** INSTRUCTIONS FOR THE TASK **
Locate every line in the records that contains the word "cross" and copy each of those lines. Letter case must match.

** RECORDS PROVIDED **
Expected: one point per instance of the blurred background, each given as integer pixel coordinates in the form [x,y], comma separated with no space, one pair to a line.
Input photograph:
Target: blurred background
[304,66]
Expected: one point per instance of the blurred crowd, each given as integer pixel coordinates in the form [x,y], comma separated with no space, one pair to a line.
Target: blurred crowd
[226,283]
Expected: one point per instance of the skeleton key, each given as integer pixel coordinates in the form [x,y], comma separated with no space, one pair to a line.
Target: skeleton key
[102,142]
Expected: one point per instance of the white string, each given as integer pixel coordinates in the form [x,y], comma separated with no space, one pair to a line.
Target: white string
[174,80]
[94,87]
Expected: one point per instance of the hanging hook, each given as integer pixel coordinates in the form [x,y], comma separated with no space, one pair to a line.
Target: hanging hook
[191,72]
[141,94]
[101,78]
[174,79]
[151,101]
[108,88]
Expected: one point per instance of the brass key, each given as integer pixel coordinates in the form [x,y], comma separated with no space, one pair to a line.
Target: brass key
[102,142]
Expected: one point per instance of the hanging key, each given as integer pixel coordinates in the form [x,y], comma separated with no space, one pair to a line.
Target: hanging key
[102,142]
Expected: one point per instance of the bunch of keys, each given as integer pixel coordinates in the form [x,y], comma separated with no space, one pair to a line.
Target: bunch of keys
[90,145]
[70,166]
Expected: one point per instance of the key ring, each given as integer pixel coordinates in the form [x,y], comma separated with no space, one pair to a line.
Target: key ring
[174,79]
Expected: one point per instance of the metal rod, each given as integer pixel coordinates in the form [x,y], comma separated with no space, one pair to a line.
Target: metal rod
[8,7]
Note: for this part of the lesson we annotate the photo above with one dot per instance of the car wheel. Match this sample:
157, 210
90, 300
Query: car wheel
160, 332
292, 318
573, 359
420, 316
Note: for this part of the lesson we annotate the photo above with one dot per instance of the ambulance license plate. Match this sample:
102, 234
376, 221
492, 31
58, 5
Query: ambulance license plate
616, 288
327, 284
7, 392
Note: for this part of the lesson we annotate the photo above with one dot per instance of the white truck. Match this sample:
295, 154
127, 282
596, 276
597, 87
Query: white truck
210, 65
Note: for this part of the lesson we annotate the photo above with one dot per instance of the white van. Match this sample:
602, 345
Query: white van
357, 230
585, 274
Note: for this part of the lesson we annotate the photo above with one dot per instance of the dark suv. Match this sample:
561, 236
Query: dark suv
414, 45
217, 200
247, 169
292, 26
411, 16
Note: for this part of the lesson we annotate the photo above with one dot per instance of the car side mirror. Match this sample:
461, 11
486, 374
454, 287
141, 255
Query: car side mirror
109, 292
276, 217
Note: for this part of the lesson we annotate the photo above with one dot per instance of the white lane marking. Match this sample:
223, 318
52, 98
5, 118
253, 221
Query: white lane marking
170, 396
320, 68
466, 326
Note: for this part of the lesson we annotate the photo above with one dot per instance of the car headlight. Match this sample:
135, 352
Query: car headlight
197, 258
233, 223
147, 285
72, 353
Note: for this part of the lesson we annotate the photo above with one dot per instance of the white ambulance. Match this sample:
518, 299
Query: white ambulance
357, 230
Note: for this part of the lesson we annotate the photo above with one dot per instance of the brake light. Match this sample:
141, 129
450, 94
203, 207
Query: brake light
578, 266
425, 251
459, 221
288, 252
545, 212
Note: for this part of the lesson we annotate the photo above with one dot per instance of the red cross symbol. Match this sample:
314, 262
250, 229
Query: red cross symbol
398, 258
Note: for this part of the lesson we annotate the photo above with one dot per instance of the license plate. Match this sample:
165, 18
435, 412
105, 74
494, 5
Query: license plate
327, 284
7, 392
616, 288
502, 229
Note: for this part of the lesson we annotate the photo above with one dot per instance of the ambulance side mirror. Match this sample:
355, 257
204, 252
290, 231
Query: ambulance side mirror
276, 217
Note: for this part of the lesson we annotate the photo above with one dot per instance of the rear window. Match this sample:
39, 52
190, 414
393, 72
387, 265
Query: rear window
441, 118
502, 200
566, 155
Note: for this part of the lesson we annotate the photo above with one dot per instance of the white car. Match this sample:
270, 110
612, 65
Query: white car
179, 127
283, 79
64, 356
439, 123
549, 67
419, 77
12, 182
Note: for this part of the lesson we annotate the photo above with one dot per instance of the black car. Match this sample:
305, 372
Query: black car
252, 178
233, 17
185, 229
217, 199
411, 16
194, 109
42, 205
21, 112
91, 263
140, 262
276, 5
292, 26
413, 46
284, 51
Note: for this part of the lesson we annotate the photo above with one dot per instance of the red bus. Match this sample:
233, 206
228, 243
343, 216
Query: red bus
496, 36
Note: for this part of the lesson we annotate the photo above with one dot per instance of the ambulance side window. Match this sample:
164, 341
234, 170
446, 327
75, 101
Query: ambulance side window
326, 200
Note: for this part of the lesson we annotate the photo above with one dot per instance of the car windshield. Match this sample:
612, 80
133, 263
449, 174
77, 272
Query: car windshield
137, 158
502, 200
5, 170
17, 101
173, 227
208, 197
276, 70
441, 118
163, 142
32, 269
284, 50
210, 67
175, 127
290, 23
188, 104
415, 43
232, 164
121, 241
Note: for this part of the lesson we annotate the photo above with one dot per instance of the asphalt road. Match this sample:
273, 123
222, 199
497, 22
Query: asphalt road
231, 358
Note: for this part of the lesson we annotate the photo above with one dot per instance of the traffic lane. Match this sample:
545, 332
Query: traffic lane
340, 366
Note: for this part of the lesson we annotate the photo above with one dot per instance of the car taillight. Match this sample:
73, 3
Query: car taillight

==

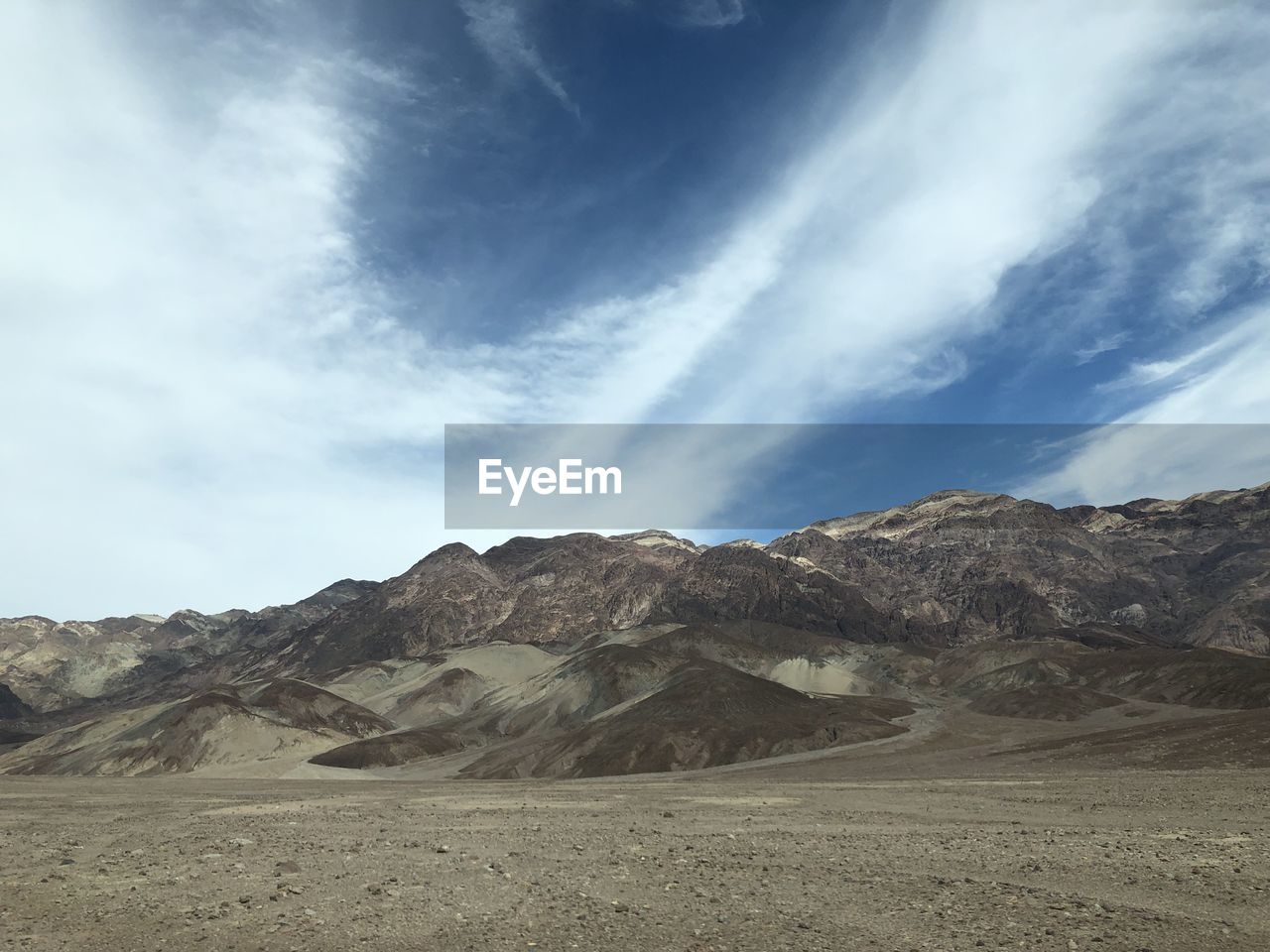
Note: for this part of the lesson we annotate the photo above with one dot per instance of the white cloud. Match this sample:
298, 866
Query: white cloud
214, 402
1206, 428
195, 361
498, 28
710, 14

** THE OUTPUT **
Note: for this part of the lesson we annotate the photo above with one dot per instance of the red cross symbol. Match this sample:
Query: red cross symbol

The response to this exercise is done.